[Extracted data entries]
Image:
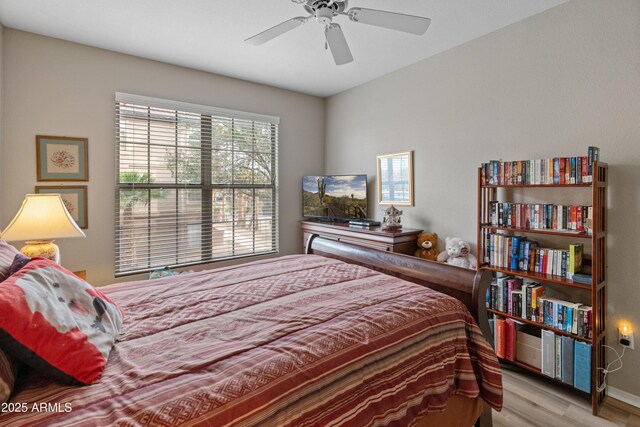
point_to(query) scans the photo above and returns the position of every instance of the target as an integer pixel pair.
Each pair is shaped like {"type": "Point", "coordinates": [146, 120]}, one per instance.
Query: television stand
{"type": "Point", "coordinates": [328, 220]}
{"type": "Point", "coordinates": [402, 241]}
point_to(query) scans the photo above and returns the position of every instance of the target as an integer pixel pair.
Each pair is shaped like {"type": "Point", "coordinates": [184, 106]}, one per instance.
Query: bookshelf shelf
{"type": "Point", "coordinates": [511, 175]}
{"type": "Point", "coordinates": [537, 186]}
{"type": "Point", "coordinates": [539, 277]}
{"type": "Point", "coordinates": [539, 325]}
{"type": "Point", "coordinates": [538, 372]}
{"type": "Point", "coordinates": [571, 234]}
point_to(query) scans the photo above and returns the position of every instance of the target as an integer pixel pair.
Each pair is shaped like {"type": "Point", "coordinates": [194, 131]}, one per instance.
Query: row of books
{"type": "Point", "coordinates": [519, 253]}
{"type": "Point", "coordinates": [557, 170]}
{"type": "Point", "coordinates": [537, 216]}
{"type": "Point", "coordinates": [566, 360]}
{"type": "Point", "coordinates": [529, 301]}
{"type": "Point", "coordinates": [557, 356]}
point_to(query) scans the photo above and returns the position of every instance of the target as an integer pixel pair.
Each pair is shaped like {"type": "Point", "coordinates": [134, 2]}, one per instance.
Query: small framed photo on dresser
{"type": "Point", "coordinates": [74, 198]}
{"type": "Point", "coordinates": [62, 158]}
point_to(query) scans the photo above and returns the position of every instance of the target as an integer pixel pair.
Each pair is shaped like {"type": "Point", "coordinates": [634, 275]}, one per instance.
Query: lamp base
{"type": "Point", "coordinates": [43, 249]}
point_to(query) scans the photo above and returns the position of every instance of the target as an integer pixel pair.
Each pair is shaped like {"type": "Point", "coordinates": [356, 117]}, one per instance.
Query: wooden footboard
{"type": "Point", "coordinates": [468, 286]}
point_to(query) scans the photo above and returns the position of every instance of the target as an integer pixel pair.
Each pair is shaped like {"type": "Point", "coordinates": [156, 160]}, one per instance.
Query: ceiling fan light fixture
{"type": "Point", "coordinates": [325, 10]}
{"type": "Point", "coordinates": [324, 16]}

__Objective__: Recast the listing from its first line through the line containing "Query: television stand" as a Markdown table with the columns Number and Line. Skip blank lines and leave the pictures out.

__Result__:
| Number | Line |
|---|---|
| 1 | Image: |
| 2 | point_to(query) scans the photo above and returns the position of every instance of the target as an integer pixel pair. |
| 3 | Each pair is shaped like {"type": "Point", "coordinates": [146, 120]}, one per instance. |
| 4 | Query: television stand |